Repeat nothing but the line containing "Each instance of the woman's dark" and the lines that follow it, up to and including the last line of the data below.

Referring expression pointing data
-------

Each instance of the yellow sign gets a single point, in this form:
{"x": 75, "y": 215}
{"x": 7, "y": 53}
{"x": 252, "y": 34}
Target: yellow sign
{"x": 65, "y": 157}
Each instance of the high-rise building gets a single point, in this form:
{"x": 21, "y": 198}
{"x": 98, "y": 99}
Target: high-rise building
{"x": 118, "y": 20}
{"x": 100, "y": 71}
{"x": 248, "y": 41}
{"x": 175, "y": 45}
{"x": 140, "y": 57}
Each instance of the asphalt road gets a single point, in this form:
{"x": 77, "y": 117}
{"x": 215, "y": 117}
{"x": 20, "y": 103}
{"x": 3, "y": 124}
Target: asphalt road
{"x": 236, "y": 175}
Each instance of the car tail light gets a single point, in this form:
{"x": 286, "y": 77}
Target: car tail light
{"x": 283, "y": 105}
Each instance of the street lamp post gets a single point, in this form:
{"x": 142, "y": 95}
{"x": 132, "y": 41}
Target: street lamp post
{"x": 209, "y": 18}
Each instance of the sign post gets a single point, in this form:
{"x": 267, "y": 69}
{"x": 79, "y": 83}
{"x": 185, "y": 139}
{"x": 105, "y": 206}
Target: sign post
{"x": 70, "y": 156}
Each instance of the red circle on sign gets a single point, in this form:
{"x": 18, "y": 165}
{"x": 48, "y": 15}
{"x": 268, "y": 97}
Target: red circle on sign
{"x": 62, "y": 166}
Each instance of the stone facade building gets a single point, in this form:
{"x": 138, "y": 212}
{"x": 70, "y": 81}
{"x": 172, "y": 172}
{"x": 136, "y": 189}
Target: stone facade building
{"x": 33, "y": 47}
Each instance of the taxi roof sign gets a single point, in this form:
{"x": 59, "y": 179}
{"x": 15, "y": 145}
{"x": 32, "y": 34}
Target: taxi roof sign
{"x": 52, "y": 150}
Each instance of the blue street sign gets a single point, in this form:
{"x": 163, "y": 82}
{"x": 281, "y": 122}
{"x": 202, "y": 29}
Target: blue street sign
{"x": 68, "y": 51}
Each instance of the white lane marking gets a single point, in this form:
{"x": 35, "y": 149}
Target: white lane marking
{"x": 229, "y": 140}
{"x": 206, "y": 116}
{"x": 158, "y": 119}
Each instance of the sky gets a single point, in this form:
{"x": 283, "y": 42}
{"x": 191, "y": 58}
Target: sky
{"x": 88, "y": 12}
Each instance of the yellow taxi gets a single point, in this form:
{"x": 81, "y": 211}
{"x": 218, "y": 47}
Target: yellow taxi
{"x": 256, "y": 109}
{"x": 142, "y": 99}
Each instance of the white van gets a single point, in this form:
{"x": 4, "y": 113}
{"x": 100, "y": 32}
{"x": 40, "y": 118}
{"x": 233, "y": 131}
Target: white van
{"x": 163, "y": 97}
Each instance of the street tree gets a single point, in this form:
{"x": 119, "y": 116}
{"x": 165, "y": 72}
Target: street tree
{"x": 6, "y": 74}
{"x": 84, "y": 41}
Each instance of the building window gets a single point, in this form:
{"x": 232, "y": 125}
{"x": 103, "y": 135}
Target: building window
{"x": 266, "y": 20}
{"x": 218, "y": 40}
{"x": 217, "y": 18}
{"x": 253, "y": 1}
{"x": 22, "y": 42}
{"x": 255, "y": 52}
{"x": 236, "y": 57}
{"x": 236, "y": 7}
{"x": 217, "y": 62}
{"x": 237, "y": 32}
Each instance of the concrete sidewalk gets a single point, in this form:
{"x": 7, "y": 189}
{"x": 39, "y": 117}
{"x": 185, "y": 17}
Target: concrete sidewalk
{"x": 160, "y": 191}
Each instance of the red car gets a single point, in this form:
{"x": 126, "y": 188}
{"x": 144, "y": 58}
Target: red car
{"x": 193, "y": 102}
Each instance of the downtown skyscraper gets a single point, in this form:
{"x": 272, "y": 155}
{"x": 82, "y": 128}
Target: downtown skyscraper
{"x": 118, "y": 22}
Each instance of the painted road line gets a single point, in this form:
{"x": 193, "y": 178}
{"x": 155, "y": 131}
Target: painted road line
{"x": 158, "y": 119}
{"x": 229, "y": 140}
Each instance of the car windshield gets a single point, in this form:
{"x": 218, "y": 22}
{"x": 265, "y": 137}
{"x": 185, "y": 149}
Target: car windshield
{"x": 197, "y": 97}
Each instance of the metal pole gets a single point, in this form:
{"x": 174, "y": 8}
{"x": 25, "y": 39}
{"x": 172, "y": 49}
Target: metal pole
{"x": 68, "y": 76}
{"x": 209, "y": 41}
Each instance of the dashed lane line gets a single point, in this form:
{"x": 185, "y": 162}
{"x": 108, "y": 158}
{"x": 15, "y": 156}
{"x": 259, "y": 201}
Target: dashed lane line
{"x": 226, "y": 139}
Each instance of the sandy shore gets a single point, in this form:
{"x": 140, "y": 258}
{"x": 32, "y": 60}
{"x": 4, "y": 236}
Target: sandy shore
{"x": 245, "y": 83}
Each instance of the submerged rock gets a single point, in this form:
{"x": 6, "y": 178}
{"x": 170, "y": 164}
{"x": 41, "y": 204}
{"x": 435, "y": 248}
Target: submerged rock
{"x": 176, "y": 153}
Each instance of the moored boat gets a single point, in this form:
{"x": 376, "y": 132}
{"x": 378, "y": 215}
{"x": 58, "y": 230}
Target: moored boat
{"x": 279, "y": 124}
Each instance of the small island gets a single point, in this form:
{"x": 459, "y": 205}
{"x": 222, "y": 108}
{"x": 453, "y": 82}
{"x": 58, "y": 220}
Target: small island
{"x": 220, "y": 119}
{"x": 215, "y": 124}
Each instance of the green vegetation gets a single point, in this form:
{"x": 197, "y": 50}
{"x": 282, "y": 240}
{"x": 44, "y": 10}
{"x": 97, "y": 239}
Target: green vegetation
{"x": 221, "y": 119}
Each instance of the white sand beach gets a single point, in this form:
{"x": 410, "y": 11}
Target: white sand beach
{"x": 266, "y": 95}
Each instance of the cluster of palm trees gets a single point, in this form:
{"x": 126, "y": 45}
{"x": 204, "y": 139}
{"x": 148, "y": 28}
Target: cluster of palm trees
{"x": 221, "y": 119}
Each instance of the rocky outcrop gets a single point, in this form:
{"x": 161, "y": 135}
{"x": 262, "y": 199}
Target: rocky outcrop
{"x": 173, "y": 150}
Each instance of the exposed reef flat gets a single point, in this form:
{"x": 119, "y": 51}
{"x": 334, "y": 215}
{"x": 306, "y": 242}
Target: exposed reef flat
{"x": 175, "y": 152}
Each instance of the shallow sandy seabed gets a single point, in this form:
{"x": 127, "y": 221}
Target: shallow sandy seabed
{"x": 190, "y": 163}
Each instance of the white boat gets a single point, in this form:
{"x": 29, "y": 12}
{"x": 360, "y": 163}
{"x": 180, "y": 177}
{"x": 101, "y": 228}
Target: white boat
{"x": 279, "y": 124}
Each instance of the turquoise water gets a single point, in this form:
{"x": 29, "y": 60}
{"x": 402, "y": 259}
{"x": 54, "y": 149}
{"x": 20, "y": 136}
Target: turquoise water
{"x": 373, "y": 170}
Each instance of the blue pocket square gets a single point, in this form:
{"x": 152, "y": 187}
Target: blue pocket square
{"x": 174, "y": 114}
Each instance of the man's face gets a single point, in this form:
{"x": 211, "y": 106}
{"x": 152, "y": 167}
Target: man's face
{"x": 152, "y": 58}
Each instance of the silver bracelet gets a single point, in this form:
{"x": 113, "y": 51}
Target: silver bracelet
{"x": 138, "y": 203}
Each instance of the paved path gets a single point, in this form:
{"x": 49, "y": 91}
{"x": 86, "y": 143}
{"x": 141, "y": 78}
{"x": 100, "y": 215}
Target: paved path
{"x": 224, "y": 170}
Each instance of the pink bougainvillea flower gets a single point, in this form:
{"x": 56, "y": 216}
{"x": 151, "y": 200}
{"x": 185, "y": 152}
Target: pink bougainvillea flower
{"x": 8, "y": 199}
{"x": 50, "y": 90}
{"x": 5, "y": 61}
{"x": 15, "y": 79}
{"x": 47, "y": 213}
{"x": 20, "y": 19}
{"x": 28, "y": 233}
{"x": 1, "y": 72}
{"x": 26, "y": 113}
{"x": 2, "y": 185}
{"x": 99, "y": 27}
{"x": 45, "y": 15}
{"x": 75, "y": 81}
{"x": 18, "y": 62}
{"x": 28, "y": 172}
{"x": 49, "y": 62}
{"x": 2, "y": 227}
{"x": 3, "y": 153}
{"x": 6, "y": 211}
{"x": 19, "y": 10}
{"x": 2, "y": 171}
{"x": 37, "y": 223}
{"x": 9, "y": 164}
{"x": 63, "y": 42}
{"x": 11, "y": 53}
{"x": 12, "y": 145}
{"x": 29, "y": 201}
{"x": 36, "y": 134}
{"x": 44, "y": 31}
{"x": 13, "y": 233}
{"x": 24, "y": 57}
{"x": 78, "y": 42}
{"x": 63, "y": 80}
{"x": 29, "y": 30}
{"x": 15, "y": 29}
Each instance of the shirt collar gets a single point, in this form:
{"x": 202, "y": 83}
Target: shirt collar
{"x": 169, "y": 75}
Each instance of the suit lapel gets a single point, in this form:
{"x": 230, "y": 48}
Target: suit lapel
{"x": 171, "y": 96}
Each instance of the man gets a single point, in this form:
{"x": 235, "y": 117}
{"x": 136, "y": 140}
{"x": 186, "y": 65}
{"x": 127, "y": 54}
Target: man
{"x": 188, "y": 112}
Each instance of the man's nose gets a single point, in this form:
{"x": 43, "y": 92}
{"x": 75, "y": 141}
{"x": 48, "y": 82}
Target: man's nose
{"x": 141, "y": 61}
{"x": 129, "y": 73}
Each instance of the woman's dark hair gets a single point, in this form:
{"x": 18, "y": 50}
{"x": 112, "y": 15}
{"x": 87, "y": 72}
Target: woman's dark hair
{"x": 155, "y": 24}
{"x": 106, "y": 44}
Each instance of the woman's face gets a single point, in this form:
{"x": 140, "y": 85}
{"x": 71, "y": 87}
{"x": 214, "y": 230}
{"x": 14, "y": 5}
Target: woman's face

-------

Written answer —
Each instance of the woman's dark hair gets a single point, in this form:
{"x": 18, "y": 50}
{"x": 112, "y": 15}
{"x": 87, "y": 72}
Target: woman's dark hair
{"x": 155, "y": 24}
{"x": 106, "y": 44}
Each instance of the woman's face gets a single point, in this form:
{"x": 140, "y": 85}
{"x": 71, "y": 87}
{"x": 214, "y": 230}
{"x": 14, "y": 5}
Target: woman's face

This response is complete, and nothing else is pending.